#### EXERCISE REQUIREMENTS
Each entry that follows must be output without any deviation.
::: RECORD SET :::
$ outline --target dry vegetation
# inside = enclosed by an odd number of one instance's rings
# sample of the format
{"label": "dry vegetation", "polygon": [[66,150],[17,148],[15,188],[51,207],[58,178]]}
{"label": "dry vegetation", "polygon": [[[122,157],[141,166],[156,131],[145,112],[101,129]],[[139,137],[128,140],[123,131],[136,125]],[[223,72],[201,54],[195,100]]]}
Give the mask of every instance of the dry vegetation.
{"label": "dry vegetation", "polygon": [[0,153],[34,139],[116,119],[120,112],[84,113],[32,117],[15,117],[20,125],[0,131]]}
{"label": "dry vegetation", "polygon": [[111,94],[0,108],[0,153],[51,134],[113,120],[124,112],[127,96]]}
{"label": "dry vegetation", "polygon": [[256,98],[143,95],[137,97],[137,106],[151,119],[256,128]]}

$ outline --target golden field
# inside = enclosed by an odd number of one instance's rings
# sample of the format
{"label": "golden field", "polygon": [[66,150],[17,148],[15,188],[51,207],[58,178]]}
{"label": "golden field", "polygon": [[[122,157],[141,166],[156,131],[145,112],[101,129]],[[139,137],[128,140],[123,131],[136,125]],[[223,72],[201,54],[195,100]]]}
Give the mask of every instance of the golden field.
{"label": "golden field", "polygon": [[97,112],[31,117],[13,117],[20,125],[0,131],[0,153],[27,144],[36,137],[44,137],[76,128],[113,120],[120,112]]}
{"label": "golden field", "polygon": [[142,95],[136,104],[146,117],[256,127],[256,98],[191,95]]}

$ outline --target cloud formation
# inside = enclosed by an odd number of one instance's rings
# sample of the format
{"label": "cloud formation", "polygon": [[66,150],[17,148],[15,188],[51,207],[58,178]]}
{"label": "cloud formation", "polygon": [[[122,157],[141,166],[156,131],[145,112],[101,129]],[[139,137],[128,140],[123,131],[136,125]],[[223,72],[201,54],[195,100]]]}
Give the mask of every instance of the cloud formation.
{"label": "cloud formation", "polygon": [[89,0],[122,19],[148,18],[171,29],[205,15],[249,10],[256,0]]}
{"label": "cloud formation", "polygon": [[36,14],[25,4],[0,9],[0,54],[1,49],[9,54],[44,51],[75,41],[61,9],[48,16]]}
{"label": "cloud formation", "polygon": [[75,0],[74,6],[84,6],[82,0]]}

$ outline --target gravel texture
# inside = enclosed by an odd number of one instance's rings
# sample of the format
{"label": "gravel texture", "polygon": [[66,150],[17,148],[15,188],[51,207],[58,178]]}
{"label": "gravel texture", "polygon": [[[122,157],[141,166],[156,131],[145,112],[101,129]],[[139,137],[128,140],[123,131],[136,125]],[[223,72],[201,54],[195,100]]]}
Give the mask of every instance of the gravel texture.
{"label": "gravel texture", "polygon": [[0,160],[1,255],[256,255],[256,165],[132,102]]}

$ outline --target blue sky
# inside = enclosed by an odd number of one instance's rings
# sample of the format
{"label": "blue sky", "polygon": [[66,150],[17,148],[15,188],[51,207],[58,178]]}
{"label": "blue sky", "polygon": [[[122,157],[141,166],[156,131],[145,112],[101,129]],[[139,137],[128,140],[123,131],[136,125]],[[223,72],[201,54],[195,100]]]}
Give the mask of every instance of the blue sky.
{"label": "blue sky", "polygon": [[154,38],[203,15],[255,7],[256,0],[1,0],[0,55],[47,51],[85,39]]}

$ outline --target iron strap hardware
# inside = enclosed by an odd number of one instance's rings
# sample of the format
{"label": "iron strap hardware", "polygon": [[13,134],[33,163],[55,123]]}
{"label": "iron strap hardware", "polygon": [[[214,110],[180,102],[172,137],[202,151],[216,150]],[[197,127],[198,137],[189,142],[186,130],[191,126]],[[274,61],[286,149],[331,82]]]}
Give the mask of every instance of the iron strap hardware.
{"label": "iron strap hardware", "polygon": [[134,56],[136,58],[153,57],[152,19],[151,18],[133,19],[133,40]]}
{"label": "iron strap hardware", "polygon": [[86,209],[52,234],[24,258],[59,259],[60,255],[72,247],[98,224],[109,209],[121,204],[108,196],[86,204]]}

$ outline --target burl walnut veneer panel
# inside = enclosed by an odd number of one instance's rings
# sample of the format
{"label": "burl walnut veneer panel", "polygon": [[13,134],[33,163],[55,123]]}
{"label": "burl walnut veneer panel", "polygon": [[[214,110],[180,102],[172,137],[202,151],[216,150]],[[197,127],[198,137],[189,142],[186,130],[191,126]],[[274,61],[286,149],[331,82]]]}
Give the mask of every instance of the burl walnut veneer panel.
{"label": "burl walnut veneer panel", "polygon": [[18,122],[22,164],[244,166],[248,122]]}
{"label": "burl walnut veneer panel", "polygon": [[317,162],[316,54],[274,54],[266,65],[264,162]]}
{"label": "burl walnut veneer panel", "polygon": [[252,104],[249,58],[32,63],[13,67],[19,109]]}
:::
#### RESPONSE
$ outline --target dry vegetation
# inside = enclosed by an odd number of one instance's rings
# sample of the format
{"label": "dry vegetation", "polygon": [[66,150],[17,148],[15,188],[51,207],[58,178]]}
{"label": "dry vegetation", "polygon": [[[122,157],[141,166],[156,131],[145,112],[101,129]],[[139,137],[128,140],[123,131],[136,125]],[[223,72],[201,54],[195,100]]]}
Give the mask of every instance of the dry vegetation.
{"label": "dry vegetation", "polygon": [[0,153],[34,139],[116,119],[120,112],[84,113],[32,117],[15,117],[20,125],[0,131]]}
{"label": "dry vegetation", "polygon": [[111,94],[0,108],[0,153],[51,134],[113,120],[124,112],[127,96]]}
{"label": "dry vegetation", "polygon": [[256,98],[143,95],[137,97],[137,106],[151,119],[256,128]]}

$ outline --target golden field
# inside = enclosed by an odd number of one instance's rings
# sample of the format
{"label": "golden field", "polygon": [[66,150],[17,148],[15,188],[51,207],[58,178]]}
{"label": "golden field", "polygon": [[[122,157],[141,166],[156,131],[145,112],[101,129]],[[139,137],[128,140],[123,131],[136,125]],[[223,72],[201,54],[195,100]]]}
Give the mask of every instance of the golden field.
{"label": "golden field", "polygon": [[97,112],[31,117],[13,117],[20,125],[0,131],[0,153],[27,144],[36,137],[44,137],[76,128],[113,120],[120,112]]}
{"label": "golden field", "polygon": [[142,95],[136,104],[146,117],[256,127],[256,98],[191,95]]}

$ outline --target cloud formation
# inside = enclosed by an odd number of one instance's rings
# sample of the format
{"label": "cloud formation", "polygon": [[66,150],[17,148],[15,188],[51,207],[58,178]]}
{"label": "cloud formation", "polygon": [[[122,157],[141,166],[156,131],[145,112],[101,129]],[[139,137],[128,140],[123,131],[136,125]],[[223,72],[201,54],[195,100]]]}
Give the mask of every instance of the cloud formation.
{"label": "cloud formation", "polygon": [[89,0],[122,19],[148,18],[171,29],[205,15],[249,10],[256,0]]}
{"label": "cloud formation", "polygon": [[36,14],[25,4],[0,9],[0,54],[1,49],[9,54],[44,51],[75,41],[61,9],[48,16]]}
{"label": "cloud formation", "polygon": [[75,0],[74,6],[84,6],[82,0]]}

$ outline --target gravel texture
# inside = enclosed by an odd number of one instance's rings
# sample of the format
{"label": "gravel texture", "polygon": [[66,150],[17,148],[15,188],[51,207],[58,178]]}
{"label": "gravel texture", "polygon": [[[122,157],[141,166],[156,131],[145,112],[101,129]],[[139,137],[128,140],[123,131],[136,125]],[[223,72],[201,54],[195,100]]]}
Give the mask of every instance of the gravel texture.
{"label": "gravel texture", "polygon": [[0,160],[1,255],[256,255],[256,165],[132,102]]}

$ outline --target blue sky
# inside = enclosed by an odd number of one instance's rings
# sample of the format
{"label": "blue sky", "polygon": [[66,150],[17,148],[15,188],[51,207],[58,178]]}
{"label": "blue sky", "polygon": [[[122,157],[141,166],[156,131],[145,112],[101,129]],[[139,137],[128,140],[123,131],[136,125]],[[223,72],[201,54],[195,100]]]}
Give the mask of every instance of the blue sky.
{"label": "blue sky", "polygon": [[154,38],[203,15],[255,7],[256,0],[1,0],[0,55],[47,51],[85,39]]}

$ outline --target iron strap hardware
# inside = enclosed by an odd number of one instance's rings
# sample of the format
{"label": "iron strap hardware", "polygon": [[13,134],[33,163],[55,123]]}
{"label": "iron strap hardware", "polygon": [[[214,110],[180,102],[172,137],[202,151],[216,150]],[[197,127],[198,137],[189,142],[186,130],[191,126]],[[274,61],[286,149],[331,82]]]}
Give the mask of every instance of the iron strap hardware.
{"label": "iron strap hardware", "polygon": [[134,56],[136,58],[153,57],[152,19],[151,18],[133,19],[133,40]]}
{"label": "iron strap hardware", "polygon": [[86,209],[52,234],[24,258],[59,259],[60,255],[72,247],[98,224],[109,209],[121,204],[108,196],[86,204]]}

$ outline --target burl walnut veneer panel
# inside = enclosed by an odd number of one instance's rings
# sample of the format
{"label": "burl walnut veneer panel", "polygon": [[13,134],[33,163],[55,123]]}
{"label": "burl walnut veneer panel", "polygon": [[[214,110],[180,102],[172,137],[202,151],[216,150]],[[197,127],[198,137],[189,142],[186,130],[191,126]],[[274,61],[286,149],[331,82]]]}
Give the mask of every instance of the burl walnut veneer panel.
{"label": "burl walnut veneer panel", "polygon": [[18,122],[22,164],[244,166],[248,122]]}
{"label": "burl walnut veneer panel", "polygon": [[317,162],[316,54],[274,54],[266,65],[264,162]]}
{"label": "burl walnut veneer panel", "polygon": [[252,104],[249,58],[32,63],[13,67],[19,109]]}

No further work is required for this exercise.